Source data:

———

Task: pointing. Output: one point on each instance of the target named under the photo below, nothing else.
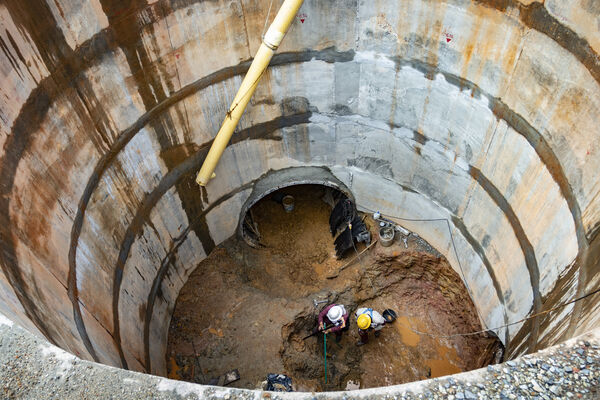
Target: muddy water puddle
(250, 309)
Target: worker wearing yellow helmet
(367, 319)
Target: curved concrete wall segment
(479, 116)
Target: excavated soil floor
(249, 309)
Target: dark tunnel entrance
(249, 306)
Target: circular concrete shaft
(480, 116)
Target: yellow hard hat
(363, 321)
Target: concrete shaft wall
(481, 116)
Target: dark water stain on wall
(36, 21)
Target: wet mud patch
(251, 309)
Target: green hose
(325, 346)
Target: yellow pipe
(270, 43)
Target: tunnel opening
(251, 304)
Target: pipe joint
(273, 38)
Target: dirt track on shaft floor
(249, 309)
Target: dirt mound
(250, 309)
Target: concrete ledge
(35, 369)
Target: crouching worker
(367, 319)
(333, 319)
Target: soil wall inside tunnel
(467, 112)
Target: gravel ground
(34, 369)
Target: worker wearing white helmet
(368, 319)
(333, 319)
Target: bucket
(386, 236)
(288, 203)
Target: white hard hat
(335, 313)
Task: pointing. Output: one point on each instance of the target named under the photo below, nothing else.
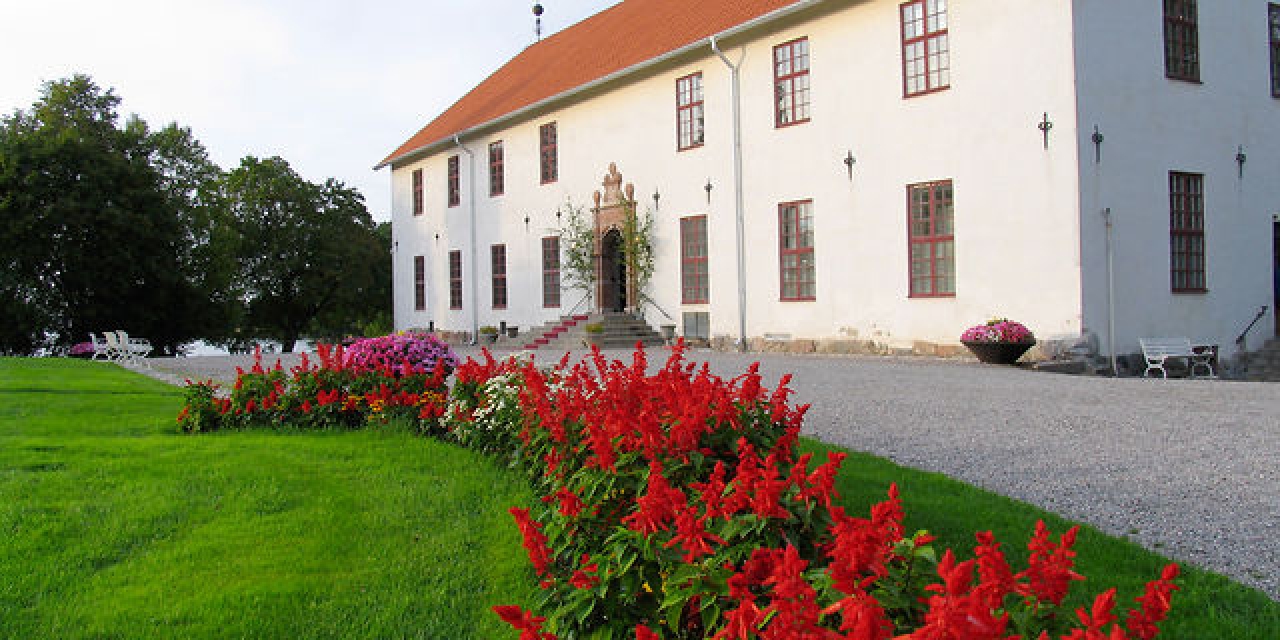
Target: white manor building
(874, 172)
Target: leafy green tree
(310, 256)
(88, 240)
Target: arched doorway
(613, 273)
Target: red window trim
(419, 283)
(498, 273)
(1188, 201)
(798, 251)
(419, 204)
(456, 279)
(548, 152)
(702, 279)
(497, 169)
(791, 77)
(551, 273)
(923, 39)
(1274, 36)
(691, 108)
(932, 240)
(455, 188)
(1178, 23)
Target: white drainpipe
(474, 274)
(739, 208)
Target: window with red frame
(693, 260)
(1187, 232)
(791, 82)
(455, 279)
(455, 191)
(417, 192)
(926, 46)
(931, 227)
(498, 255)
(548, 160)
(795, 250)
(1182, 40)
(689, 112)
(497, 176)
(1274, 24)
(420, 283)
(551, 272)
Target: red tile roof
(616, 39)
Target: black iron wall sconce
(1045, 127)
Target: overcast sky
(330, 86)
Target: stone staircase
(1265, 362)
(621, 330)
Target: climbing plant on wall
(577, 237)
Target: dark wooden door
(613, 273)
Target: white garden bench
(1159, 351)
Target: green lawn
(114, 525)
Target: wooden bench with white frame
(1159, 351)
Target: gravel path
(1187, 467)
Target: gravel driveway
(1187, 467)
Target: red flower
(743, 622)
(1155, 603)
(643, 632)
(585, 576)
(570, 504)
(691, 535)
(530, 626)
(658, 506)
(535, 543)
(996, 580)
(1048, 575)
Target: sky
(330, 86)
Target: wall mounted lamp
(1045, 127)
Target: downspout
(739, 208)
(471, 261)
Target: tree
(310, 257)
(88, 240)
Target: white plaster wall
(1153, 124)
(1016, 211)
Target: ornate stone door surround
(609, 213)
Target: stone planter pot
(999, 352)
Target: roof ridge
(585, 53)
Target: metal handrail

———

WHAT YOU NEED TO DO: Rewrite all the items above with each "hard hat" renamed to "safety helmet" and everything else left unchanged. Leave the pictures out.

EXERCISE RESULT:
Task: pointing. Output: one point on each instance of the target named under the photo below, nothing else.
Target: muddy water puddle
(250, 309)
Target: worker wearing yellow helmet
(367, 319)
Target: curved concrete wall segment
(479, 116)
Target: excavated soil floor
(249, 309)
Target: dark tunnel entrance
(249, 306)
Target: circular concrete shaft
(480, 116)
Target: yellow safety helmet
(363, 321)
Target: concrete shaft wall
(481, 116)
Target: dark water stain on wall
(36, 21)
Target: wet mud patch
(251, 309)
Target: green hose
(325, 346)
Target: yellow pipe
(270, 43)
Target: tunnel opening
(251, 304)
Target: pipe joint
(273, 38)
Target: dirt track on shaft floor
(249, 309)
Target: dirt mound
(250, 309)
Target: concrete ledge
(35, 369)
Target: crouching worker
(367, 319)
(333, 319)
Target: soil wall inside tunnel
(467, 112)
Target: gravel ground
(34, 369)
Target: worker wearing white helmet
(368, 319)
(333, 319)
Target: bucket
(386, 236)
(288, 203)
Target: white safety helmet
(335, 313)
Task: pointing. Output: one point on each instance of the target named under the photo below, nothing else.
Target: white manor building
(874, 172)
Target: leafy green tree
(310, 256)
(88, 240)
Target: arched doorway
(613, 273)
Target: red window trim
(419, 283)
(498, 273)
(1188, 201)
(798, 251)
(419, 204)
(456, 279)
(548, 152)
(702, 279)
(497, 169)
(791, 77)
(551, 273)
(923, 39)
(1274, 36)
(691, 108)
(932, 240)
(455, 188)
(1178, 23)
Target: white drainpipe
(474, 274)
(739, 208)
Target: window with red frame
(693, 260)
(1187, 232)
(791, 82)
(455, 279)
(455, 191)
(417, 192)
(926, 46)
(931, 227)
(498, 255)
(548, 160)
(795, 250)
(1182, 40)
(689, 112)
(497, 176)
(1274, 24)
(420, 283)
(551, 272)
Target: red tile roof
(616, 39)
Target: black iron wall sconce
(1045, 127)
Target: overcast sky
(330, 86)
Target: stone staircase
(1265, 362)
(621, 330)
Target: climbing plant on wall
(577, 237)
Target: dark wooden door
(613, 273)
Target: white garden bench
(1159, 351)
Target: green lawn
(114, 525)
Target: wooden bench with white frame
(1159, 351)
Target: gravel path
(1187, 467)
Target: gravel driveway
(1187, 467)
Target: red flower
(743, 622)
(1155, 603)
(643, 632)
(585, 576)
(570, 504)
(691, 535)
(530, 626)
(658, 506)
(535, 543)
(996, 580)
(1048, 575)
Target: sky
(330, 86)
Target: wall mounted lamp
(1045, 127)
Target: downspout
(739, 208)
(471, 261)
Target: tree
(310, 257)
(88, 240)
Target: white plaster wall
(1153, 124)
(1016, 211)
Target: ornate stone door surround
(609, 213)
Target: stone planter pot
(999, 352)
Target: roof ridge
(585, 53)
Target: metal handrail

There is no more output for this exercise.